---------- Dataset entries

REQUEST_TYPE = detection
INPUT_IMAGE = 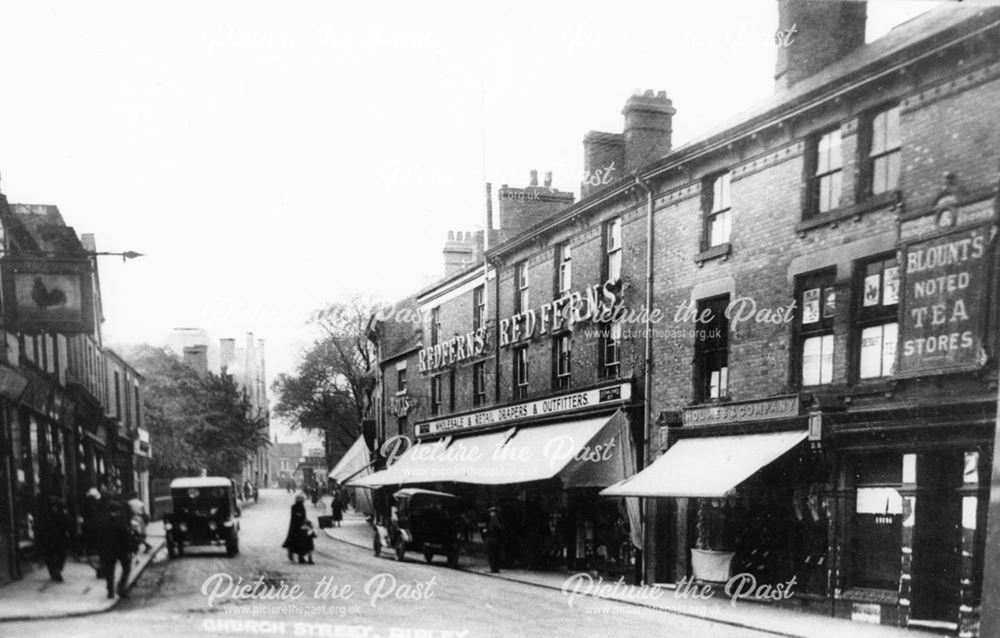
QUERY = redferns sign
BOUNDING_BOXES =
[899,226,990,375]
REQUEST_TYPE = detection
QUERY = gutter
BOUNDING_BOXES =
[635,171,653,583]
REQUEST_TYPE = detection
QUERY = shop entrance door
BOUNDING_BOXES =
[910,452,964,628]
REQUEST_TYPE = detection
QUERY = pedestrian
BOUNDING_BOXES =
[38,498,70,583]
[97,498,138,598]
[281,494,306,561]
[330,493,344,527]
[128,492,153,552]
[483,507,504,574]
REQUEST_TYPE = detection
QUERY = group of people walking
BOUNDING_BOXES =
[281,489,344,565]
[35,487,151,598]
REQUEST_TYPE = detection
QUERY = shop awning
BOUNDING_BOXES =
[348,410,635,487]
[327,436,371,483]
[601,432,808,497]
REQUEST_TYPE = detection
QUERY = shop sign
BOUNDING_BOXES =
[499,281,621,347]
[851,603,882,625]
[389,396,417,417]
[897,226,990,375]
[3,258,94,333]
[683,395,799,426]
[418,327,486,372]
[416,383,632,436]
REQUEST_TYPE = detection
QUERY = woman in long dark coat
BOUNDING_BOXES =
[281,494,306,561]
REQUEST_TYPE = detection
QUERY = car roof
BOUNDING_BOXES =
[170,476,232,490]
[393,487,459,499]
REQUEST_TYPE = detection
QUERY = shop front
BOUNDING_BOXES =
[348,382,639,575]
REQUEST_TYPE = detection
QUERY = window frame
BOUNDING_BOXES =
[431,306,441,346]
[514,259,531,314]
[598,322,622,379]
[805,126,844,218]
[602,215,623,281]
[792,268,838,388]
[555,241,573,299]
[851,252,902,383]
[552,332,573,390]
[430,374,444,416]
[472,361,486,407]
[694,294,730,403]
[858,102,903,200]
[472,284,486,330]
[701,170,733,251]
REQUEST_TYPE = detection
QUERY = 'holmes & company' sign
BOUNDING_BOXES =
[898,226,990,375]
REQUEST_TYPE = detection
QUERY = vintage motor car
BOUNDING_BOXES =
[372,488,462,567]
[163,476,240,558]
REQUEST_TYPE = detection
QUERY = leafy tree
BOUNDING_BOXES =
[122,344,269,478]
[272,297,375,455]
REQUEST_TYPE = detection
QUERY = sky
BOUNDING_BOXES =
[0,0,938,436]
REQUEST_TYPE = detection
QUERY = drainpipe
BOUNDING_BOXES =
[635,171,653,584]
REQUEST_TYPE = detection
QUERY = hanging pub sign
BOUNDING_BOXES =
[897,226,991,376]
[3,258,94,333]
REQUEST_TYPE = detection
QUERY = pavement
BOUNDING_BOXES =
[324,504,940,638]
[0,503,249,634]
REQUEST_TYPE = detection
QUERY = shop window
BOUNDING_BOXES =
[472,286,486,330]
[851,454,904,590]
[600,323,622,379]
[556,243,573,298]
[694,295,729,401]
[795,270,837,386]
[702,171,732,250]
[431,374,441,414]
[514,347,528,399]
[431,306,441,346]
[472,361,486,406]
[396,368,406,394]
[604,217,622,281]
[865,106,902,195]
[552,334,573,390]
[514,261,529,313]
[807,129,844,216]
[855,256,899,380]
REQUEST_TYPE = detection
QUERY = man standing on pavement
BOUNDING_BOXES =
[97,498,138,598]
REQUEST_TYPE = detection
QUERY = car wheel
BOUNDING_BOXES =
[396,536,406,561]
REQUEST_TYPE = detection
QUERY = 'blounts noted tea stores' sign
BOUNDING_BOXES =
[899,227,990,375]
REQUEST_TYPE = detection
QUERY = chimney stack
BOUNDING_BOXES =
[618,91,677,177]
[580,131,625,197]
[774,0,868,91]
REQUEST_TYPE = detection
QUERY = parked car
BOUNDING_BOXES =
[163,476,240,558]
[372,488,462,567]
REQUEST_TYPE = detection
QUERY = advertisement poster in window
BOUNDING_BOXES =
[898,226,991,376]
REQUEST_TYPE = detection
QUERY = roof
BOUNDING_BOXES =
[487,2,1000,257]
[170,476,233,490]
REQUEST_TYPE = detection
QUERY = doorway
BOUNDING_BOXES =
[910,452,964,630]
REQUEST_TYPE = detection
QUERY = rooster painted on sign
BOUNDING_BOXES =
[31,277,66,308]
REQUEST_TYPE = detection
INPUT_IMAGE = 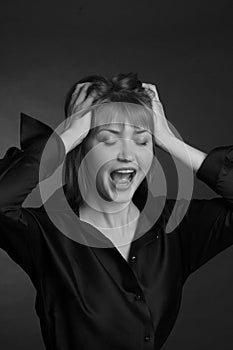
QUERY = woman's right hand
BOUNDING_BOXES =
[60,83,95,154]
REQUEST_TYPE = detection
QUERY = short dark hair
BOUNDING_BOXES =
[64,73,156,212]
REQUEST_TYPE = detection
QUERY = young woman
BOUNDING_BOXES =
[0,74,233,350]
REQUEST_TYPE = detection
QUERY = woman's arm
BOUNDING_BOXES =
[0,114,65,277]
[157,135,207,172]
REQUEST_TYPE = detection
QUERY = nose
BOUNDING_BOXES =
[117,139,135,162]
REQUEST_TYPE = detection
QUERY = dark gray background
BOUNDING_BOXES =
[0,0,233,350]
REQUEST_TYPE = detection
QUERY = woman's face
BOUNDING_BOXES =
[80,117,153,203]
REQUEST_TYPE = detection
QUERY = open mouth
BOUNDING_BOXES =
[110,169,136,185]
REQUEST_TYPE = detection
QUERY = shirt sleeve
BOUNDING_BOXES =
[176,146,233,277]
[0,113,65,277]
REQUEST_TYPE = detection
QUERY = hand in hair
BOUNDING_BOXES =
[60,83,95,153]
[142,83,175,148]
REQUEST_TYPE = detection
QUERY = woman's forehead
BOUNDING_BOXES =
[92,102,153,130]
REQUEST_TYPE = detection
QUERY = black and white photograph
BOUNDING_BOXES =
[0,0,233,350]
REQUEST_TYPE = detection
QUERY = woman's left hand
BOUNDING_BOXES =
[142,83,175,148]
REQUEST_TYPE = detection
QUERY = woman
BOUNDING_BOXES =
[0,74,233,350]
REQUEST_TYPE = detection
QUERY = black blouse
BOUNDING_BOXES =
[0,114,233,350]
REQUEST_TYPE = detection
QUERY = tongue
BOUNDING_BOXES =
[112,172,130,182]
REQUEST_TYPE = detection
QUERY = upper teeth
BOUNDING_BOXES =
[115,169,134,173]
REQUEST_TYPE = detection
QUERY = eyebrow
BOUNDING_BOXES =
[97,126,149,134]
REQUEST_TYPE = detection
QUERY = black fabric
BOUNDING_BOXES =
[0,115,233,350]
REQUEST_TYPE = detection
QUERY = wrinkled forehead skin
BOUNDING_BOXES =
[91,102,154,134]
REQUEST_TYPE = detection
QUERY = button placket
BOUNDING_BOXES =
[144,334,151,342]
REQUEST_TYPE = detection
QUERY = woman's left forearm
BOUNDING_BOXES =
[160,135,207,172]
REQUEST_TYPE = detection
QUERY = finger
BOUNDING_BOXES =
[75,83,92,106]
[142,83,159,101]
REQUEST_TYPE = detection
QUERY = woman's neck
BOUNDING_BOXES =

--------------------

Arrange the records as a two-column CSV with the headers "prompt" and "response," one row per record, starting at the beginning of the records and ending at the line that contains "[601,432,808,497]", both ends included. Put each value in a single quoted field with line breaks replaced by spaces, and leave the pictures out.

• [Exercise answer]:
prompt,response
"REQUEST_TYPE = detection INPUT_IMAGE = QUERY = redferns sign BOUNDING_BOXES =","[899,226,990,375]"
"REQUEST_TYPE = detection QUERY = gutter BOUNDING_BOXES =","[635,171,653,583]"
"REQUEST_TYPE = detection QUERY = shop entrance door BOUNDING_BOXES =","[910,452,964,628]"
"REQUEST_TYPE = detection QUERY = pedestrian BOUNDING_BOXES =","[38,498,70,583] [97,498,138,598] [281,494,306,561] [330,493,344,527] [128,492,153,552] [483,507,504,574]"
"REQUEST_TYPE = detection QUERY = group of people walking BOUNDING_BOXES =","[281,489,344,565] [35,487,151,598]"
"REQUEST_TYPE = detection QUERY = shop awning BOUNDING_BOXES =","[348,410,635,487] [327,436,371,483] [601,432,808,497]"